### WHAT TO WORK ON
Write out all of the material below word for word, without changing a single character, and leave the pictures out.
◇ ◇ ◇
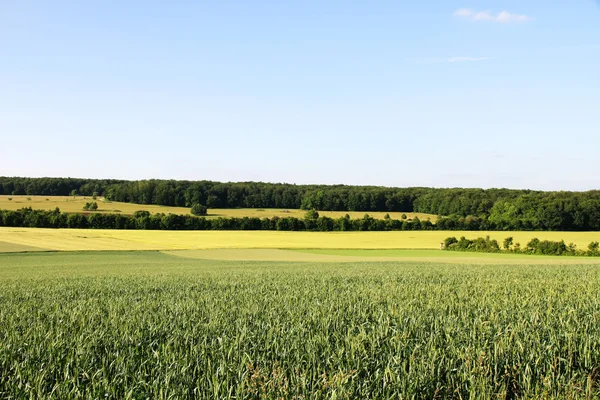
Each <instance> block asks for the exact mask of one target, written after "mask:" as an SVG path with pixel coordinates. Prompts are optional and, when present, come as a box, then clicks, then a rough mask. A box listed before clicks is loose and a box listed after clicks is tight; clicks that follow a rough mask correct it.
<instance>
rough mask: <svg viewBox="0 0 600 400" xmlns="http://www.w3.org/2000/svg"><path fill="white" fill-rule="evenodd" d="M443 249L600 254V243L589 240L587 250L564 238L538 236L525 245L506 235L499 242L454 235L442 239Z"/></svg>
mask: <svg viewBox="0 0 600 400" xmlns="http://www.w3.org/2000/svg"><path fill="white" fill-rule="evenodd" d="M444 250H449V251H468V252H480V253H500V252H505V253H515V254H536V255H547V256H588V257H598V256H600V243H598V242H591V243H590V244H589V245H588V248H587V250H583V249H578V248H577V246H576V245H575V244H574V243H569V244H566V243H565V241H564V240H560V241H552V240H540V239H538V238H533V239H531V240H530V241H529V242H528V243H527V244H526V245H525V246H521V244H520V243H514V239H513V238H512V237H507V238H506V239H504V242H503V243H502V249H501V248H500V244H499V243H498V241H497V240H495V239H490V237H489V236H486V237H485V238H482V237H479V238H477V239H473V240H471V239H467V238H465V237H464V236H463V237H461V238H460V239H457V238H456V237H448V238H446V239H445V240H444Z"/></svg>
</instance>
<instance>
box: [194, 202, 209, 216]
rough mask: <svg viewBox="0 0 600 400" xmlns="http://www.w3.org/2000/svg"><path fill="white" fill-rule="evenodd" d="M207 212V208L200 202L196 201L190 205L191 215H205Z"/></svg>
mask: <svg viewBox="0 0 600 400" xmlns="http://www.w3.org/2000/svg"><path fill="white" fill-rule="evenodd" d="M207 212H208V209H207V208H206V207H205V206H203V205H202V204H200V203H196V204H194V205H193V206H192V210H191V213H192V214H193V215H198V216H200V215H206V214H207Z"/></svg>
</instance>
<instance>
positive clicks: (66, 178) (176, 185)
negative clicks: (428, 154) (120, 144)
mask: <svg viewBox="0 0 600 400" xmlns="http://www.w3.org/2000/svg"><path fill="white" fill-rule="evenodd" d="M0 193H1V194H5V195H49V196H52V195H64V196H66V195H85V196H92V195H93V194H94V193H96V194H97V195H100V196H104V197H105V198H106V199H108V200H112V201H121V202H129V203H138V204H157V205H167V206H180V207H192V206H193V205H195V204H200V205H202V206H204V207H207V208H289V209H298V208H301V209H305V210H310V209H316V210H327V211H365V212H373V211H389V212H392V211H399V212H422V213H428V214H435V215H440V216H445V218H446V219H443V221H442V219H440V222H442V223H447V226H446V229H458V228H454V226H455V225H457V224H461V225H465V226H473V228H472V229H474V230H478V229H484V228H482V227H485V229H497V230H571V231H592V230H600V191H597V190H594V191H587V192H543V191H532V190H511V189H461V188H450V189H437V188H419V187H416V188H389V187H376V186H347V185H292V184H284V183H262V182H226V183H224V182H213V181H178V180H140V181H125V180H110V179H76V178H19V177H0ZM438 224H439V222H438Z"/></svg>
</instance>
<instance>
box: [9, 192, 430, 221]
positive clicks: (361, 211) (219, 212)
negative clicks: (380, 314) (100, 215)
mask: <svg viewBox="0 0 600 400" xmlns="http://www.w3.org/2000/svg"><path fill="white" fill-rule="evenodd" d="M9 198H12V200H8V199H9ZM28 198H29V199H31V200H28ZM90 201H94V200H93V199H92V197H91V196H87V197H86V196H76V197H73V196H0V209H3V210H18V209H19V208H23V207H31V208H33V209H39V210H54V209H55V208H56V207H58V208H60V209H61V211H64V212H83V206H84V205H85V203H87V202H90ZM95 201H96V203H97V204H98V210H97V211H96V212H97V213H118V214H133V213H134V212H135V211H138V210H144V211H149V212H150V213H152V214H156V213H165V214H168V213H172V214H189V213H190V209H189V208H187V207H170V206H157V205H148V204H134V203H120V202H111V201H105V200H104V199H103V198H98V199H97V200H95ZM88 212H89V211H86V213H88ZM305 213H306V211H305V210H293V209H292V210H286V209H277V208H266V209H255V208H235V209H225V208H223V209H221V208H214V209H209V210H208V216H207V217H208V218H218V217H237V218H242V217H258V218H272V217H274V216H278V217H282V218H284V217H296V218H303V217H304V214H305ZM319 214H320V215H323V216H328V217H332V218H340V217H343V216H344V215H346V214H348V215H350V217H351V218H353V219H354V218H362V217H363V216H364V215H365V214H369V215H370V216H372V217H373V218H378V219H383V218H384V217H385V215H386V214H388V213H387V212H368V213H367V212H364V211H319ZM389 214H390V217H392V218H394V219H401V218H402V214H406V216H407V218H409V219H412V218H414V217H419V219H422V220H428V219H429V220H431V222H435V221H437V216H436V215H432V214H423V213H401V212H390V213H389Z"/></svg>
◇ ◇ ◇
### RESPONSE TO THE TASK
Each <instance> block asks for the exact mask of one target, written after "mask:" as an SVG path with pixel coordinates. Prompts are optional and, when present, come as a box, then clicks, then a rough mask. A box listed before clicks is loose and a box listed after clicks is tight; clicks that follow a rough mask correct it.
<instance>
rough mask: <svg viewBox="0 0 600 400" xmlns="http://www.w3.org/2000/svg"><path fill="white" fill-rule="evenodd" d="M443 249L600 254V243L589 240L587 250L564 238L538 236L525 245L506 235L499 242L454 235L442 239Z"/></svg>
mask: <svg viewBox="0 0 600 400" xmlns="http://www.w3.org/2000/svg"><path fill="white" fill-rule="evenodd" d="M444 250H449V251H468V252H480V253H500V252H505V253H515V254H536V255H547V256H588V257H598V256H600V243H598V242H591V243H590V244H589V245H588V248H587V250H583V249H578V248H577V246H576V245H575V244H574V243H569V244H566V243H565V241H564V240H560V241H552V240H540V239H538V238H533V239H531V240H530V241H529V242H528V243H527V244H526V245H525V246H521V244H520V243H514V239H513V238H512V237H507V238H506V239H504V242H503V243H502V249H501V248H500V244H499V243H498V241H497V240H495V239H490V237H489V236H486V237H485V238H482V237H479V238H477V239H473V240H471V239H467V238H465V237H464V236H463V237H461V238H460V239H457V238H456V237H448V238H446V239H445V240H444Z"/></svg>
</instance>
<instance>
box: [194, 202, 209, 216]
rough mask: <svg viewBox="0 0 600 400" xmlns="http://www.w3.org/2000/svg"><path fill="white" fill-rule="evenodd" d="M207 212V208L200 202L196 201L190 205L191 215H205Z"/></svg>
mask: <svg viewBox="0 0 600 400" xmlns="http://www.w3.org/2000/svg"><path fill="white" fill-rule="evenodd" d="M207 212H208V209H207V208H206V207H205V206H203V205H202V204H200V203H196V204H194V205H193V206H192V210H191V213H192V214H193V215H198V216H200V215H206V214H207Z"/></svg>
</instance>
<instance>
positive clicks: (66, 178) (176, 185)
negative clicks: (428, 154) (120, 144)
mask: <svg viewBox="0 0 600 400" xmlns="http://www.w3.org/2000/svg"><path fill="white" fill-rule="evenodd" d="M0 193H1V194H5V195H49V196H52V195H64V196H66V195H85V196H92V195H93V194H94V193H96V194H97V195H100V196H104V197H105V198H106V199H108V200H112V201H121V202H129V203H138V204H157V205H167V206H180V207H192V206H193V205H195V204H200V205H202V206H204V207H207V208H289V209H298V208H301V209H305V210H310V209H316V210H327V211H365V212H373V211H389V212H392V211H399V212H422V213H428V214H435V215H440V216H445V218H446V219H443V221H442V219H440V222H442V223H447V226H446V229H458V228H454V226H455V225H457V224H461V225H465V226H473V228H472V229H474V230H478V229H484V228H482V227H485V229H497V230H571V231H592V230H600V191H597V190H594V191H587V192H543V191H532V190H511V189H461V188H450V189H437V188H419V187H416V188H389V187H376V186H347V185H292V184H284V183H262V182H226V183H224V182H213V181H178V180H140V181H125V180H110V179H76V178H19V177H0ZM438 224H439V222H438Z"/></svg>
</instance>
<instance>
box: [9, 192, 430, 221]
positive clicks: (361, 211) (219, 212)
negative clicks: (380, 314) (100, 215)
mask: <svg viewBox="0 0 600 400" xmlns="http://www.w3.org/2000/svg"><path fill="white" fill-rule="evenodd" d="M9 198H12V200H8V199H9ZM28 198H29V199H31V200H28ZM90 201H94V200H93V199H92V197H91V196H87V197H86V196H76V197H73V196H0V209H3V210H18V209H19V208H23V207H31V208H33V209H39V210H54V209H55V208H56V207H58V208H60V209H61V211H64V212H83V206H84V205H85V203H87V202H90ZM95 201H96V203H97V204H98V210H97V211H96V212H97V213H118V214H133V213H134V212H135V211H138V210H144V211H149V212H150V213H152V214H156V213H165V214H168V213H172V214H189V213H190V209H189V208H187V207H170V206H157V205H148V204H134V203H120V202H111V201H105V200H104V199H103V198H98V199H97V200H95ZM88 212H89V211H86V213H88ZM305 213H306V211H305V210H293V209H292V210H286V209H277V208H266V209H255V208H235V209H225V208H223V209H221V208H214V209H209V210H208V216H207V217H208V218H218V217H237V218H242V217H258V218H272V217H274V216H278V217H282V218H284V217H296V218H303V217H304V214H305ZM319 214H320V215H323V216H328V217H332V218H340V217H343V216H344V215H346V214H348V215H350V217H351V218H353V219H354V218H362V217H363V216H364V215H365V214H369V215H370V216H372V217H373V218H378V219H383V218H384V217H385V215H386V214H388V213H387V212H368V213H367V212H364V211H319ZM389 214H390V217H392V218H394V219H401V218H402V214H406V216H407V218H409V219H412V218H414V217H419V219H422V220H428V219H429V220H431V222H435V221H437V216H436V215H432V214H423V213H401V212H390V213H389Z"/></svg>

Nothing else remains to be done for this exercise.